**YOUR TASK**
In the part of the lines below that opens with the line containing "Given the sports footage frame above, pinpoint the dark" and runs through the end of the lines, swap "replay annotation" for "highlight review" and leave everything else unchanged. Give only that part.

..........

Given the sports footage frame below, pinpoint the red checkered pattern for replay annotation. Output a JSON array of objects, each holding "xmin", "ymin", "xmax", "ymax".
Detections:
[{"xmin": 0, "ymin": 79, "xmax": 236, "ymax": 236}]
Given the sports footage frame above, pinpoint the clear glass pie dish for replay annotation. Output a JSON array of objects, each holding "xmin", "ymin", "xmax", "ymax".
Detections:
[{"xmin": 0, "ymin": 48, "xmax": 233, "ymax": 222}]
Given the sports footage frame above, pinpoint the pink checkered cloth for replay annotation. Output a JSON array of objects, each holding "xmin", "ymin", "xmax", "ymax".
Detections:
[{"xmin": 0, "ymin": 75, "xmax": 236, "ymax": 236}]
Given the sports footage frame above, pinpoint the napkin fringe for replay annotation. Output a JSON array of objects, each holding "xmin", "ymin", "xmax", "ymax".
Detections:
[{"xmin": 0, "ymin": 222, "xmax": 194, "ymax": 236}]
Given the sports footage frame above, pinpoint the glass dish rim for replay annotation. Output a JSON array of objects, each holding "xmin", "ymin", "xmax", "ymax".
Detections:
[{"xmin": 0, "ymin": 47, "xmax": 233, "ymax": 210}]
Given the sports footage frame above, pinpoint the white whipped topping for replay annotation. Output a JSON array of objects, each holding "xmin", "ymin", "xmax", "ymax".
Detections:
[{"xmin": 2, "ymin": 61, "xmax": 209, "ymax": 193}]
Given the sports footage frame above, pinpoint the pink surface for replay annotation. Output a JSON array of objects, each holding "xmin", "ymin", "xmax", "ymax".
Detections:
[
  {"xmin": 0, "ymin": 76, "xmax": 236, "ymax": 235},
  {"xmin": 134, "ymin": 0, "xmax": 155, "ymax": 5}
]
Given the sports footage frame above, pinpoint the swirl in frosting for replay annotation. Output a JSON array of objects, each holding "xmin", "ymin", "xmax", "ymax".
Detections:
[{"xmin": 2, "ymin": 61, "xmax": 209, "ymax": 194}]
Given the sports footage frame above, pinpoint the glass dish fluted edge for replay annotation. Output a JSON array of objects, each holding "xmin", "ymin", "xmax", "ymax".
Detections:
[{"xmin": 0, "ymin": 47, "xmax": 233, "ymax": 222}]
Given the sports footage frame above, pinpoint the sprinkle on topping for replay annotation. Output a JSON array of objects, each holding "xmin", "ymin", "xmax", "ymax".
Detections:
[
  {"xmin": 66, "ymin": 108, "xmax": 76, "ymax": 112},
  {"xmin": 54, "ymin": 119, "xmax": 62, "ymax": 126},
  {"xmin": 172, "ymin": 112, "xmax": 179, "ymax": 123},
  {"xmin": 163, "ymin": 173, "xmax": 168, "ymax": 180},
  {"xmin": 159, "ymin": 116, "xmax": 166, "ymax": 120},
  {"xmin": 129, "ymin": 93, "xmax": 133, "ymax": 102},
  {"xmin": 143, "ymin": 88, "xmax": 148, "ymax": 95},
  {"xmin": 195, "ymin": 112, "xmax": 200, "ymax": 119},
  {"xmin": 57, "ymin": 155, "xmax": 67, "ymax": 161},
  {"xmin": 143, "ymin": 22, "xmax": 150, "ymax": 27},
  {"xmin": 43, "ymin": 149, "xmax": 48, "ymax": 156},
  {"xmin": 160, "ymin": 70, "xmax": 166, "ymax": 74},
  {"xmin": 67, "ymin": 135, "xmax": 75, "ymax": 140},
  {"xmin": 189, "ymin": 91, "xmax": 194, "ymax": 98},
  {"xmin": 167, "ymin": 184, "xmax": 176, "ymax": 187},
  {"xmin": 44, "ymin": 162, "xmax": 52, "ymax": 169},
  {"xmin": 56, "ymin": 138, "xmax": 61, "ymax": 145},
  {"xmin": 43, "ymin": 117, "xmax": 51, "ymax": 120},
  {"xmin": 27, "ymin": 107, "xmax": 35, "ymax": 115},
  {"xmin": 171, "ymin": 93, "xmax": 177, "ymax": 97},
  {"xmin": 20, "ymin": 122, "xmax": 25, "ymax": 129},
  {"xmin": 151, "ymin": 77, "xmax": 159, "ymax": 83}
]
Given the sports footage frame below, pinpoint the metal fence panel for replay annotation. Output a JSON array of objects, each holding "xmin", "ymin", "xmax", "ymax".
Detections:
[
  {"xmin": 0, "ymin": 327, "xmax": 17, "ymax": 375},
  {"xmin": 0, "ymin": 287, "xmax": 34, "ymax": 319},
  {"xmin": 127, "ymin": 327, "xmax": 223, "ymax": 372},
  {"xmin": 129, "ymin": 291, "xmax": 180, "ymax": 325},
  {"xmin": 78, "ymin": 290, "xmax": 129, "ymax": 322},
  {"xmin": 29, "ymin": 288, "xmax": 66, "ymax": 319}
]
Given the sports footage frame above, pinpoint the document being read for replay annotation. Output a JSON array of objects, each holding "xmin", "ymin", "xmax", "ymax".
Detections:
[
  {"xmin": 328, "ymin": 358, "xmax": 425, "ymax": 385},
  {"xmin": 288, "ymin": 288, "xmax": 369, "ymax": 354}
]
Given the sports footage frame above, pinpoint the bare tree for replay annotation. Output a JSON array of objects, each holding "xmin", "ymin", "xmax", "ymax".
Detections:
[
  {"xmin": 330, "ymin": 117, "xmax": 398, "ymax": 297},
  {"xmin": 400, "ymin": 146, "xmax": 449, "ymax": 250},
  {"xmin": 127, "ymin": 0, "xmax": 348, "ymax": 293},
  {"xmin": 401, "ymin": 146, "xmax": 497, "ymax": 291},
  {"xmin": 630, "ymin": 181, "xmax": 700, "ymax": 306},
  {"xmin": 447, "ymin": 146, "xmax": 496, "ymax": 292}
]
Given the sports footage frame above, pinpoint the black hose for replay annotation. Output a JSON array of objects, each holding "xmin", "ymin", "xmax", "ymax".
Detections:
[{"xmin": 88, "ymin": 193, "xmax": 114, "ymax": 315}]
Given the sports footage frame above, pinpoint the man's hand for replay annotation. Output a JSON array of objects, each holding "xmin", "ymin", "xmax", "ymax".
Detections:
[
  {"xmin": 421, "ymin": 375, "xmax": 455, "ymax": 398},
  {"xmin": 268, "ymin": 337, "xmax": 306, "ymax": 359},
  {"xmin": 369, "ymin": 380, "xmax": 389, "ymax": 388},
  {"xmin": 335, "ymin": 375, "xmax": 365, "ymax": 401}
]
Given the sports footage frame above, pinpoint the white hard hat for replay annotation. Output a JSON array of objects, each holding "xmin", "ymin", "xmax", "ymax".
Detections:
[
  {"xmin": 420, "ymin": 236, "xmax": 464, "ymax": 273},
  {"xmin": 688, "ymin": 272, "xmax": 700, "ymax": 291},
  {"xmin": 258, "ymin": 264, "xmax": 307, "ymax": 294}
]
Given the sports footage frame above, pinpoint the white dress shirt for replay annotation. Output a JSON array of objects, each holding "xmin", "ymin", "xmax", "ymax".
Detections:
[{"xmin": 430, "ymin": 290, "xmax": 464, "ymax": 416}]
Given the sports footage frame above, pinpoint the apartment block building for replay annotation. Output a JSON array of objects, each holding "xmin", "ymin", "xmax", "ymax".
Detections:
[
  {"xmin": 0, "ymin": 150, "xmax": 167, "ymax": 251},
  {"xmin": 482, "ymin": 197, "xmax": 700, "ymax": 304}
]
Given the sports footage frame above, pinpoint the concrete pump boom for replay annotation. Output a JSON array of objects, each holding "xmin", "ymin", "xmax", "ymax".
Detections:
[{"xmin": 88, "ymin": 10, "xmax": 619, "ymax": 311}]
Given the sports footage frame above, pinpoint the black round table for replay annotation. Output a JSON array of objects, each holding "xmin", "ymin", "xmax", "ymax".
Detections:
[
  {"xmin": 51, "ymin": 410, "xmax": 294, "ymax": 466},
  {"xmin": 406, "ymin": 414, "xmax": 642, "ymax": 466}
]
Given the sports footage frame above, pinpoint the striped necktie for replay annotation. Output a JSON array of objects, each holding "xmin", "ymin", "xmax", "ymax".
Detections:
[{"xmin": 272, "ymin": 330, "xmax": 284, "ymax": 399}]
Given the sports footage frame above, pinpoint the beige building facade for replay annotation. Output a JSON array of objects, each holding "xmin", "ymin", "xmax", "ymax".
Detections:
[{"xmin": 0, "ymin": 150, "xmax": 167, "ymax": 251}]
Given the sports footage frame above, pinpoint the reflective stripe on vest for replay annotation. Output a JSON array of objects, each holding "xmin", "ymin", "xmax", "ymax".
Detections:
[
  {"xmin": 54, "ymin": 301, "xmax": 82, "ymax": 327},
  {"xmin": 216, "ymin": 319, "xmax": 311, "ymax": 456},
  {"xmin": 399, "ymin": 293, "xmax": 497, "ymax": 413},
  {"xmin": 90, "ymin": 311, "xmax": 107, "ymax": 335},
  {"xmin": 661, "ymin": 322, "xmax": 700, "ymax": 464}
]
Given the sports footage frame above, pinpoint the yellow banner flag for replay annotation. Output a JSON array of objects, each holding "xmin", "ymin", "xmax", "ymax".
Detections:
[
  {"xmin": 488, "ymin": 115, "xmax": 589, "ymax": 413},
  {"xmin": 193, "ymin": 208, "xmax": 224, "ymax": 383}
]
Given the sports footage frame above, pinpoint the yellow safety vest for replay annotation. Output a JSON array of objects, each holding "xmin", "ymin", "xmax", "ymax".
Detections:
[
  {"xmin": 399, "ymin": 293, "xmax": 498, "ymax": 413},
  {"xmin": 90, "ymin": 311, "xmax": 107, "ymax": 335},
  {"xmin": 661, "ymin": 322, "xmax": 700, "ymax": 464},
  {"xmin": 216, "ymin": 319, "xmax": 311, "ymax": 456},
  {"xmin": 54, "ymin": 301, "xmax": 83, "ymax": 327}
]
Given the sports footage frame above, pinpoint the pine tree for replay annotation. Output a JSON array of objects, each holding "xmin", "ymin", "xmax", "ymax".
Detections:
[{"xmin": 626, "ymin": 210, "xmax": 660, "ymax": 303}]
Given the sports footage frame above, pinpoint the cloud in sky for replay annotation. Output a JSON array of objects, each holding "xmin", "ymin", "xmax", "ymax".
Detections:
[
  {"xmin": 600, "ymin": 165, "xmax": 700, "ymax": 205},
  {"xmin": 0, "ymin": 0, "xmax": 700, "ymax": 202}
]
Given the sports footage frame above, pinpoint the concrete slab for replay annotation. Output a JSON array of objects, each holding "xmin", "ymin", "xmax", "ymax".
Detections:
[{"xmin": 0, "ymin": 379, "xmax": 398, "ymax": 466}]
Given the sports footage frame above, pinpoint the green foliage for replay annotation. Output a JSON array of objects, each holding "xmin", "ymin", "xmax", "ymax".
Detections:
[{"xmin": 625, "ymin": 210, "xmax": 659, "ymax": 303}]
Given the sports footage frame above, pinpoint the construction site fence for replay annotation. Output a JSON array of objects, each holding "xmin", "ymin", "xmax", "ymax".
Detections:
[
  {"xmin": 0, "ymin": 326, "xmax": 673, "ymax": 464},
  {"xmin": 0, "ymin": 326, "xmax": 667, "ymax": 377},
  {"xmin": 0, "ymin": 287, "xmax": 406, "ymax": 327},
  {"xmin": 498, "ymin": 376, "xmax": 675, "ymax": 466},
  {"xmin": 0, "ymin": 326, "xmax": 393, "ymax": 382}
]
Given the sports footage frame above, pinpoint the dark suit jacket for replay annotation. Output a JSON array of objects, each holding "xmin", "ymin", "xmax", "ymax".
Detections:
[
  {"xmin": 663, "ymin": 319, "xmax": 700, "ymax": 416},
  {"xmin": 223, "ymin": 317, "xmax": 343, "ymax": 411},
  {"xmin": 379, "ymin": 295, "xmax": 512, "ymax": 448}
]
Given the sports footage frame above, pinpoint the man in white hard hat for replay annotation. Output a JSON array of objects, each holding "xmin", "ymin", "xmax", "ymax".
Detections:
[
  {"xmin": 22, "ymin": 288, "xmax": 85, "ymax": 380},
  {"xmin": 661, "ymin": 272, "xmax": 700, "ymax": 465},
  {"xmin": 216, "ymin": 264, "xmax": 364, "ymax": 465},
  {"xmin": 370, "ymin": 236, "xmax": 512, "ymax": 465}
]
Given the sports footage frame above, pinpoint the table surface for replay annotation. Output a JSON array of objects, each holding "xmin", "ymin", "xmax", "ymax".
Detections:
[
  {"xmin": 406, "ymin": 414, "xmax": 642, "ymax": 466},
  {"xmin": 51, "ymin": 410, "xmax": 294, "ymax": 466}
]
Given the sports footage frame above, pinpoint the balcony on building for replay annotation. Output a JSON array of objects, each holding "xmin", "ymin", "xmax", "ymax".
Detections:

..........

**EXERCISE RESULT**
Given the sports footage frame above, pinpoint the dark suit jacket for highlight review. Output a JSON array of objects, each holding "xmin", "ymin", "xmax", "ymax".
Detections:
[
  {"xmin": 663, "ymin": 319, "xmax": 700, "ymax": 416},
  {"xmin": 223, "ymin": 317, "xmax": 343, "ymax": 411},
  {"xmin": 379, "ymin": 295, "xmax": 512, "ymax": 448}
]
Given the sports footage frame above, pinpoint the man in white hard hat for highlight review. Output a JSON array of objects, each holding "xmin", "ymin", "xmax", "ymax".
Detections:
[
  {"xmin": 22, "ymin": 288, "xmax": 85, "ymax": 380},
  {"xmin": 661, "ymin": 272, "xmax": 700, "ymax": 465},
  {"xmin": 216, "ymin": 264, "xmax": 364, "ymax": 465},
  {"xmin": 370, "ymin": 236, "xmax": 512, "ymax": 465}
]
Given the sports footage frame above, pinpoint the table surface for highlight review. Output a JSON array of objects, each holding "xmin", "ymin", "xmax", "ymax".
Detections:
[
  {"xmin": 406, "ymin": 414, "xmax": 642, "ymax": 466},
  {"xmin": 51, "ymin": 410, "xmax": 294, "ymax": 466}
]
Given the sports footage frame above, pinpoint the balcony on building for highlight review. Output a JSON array of objects, each holding "xmin", "ymin", "xmax", "ymax".
Detections:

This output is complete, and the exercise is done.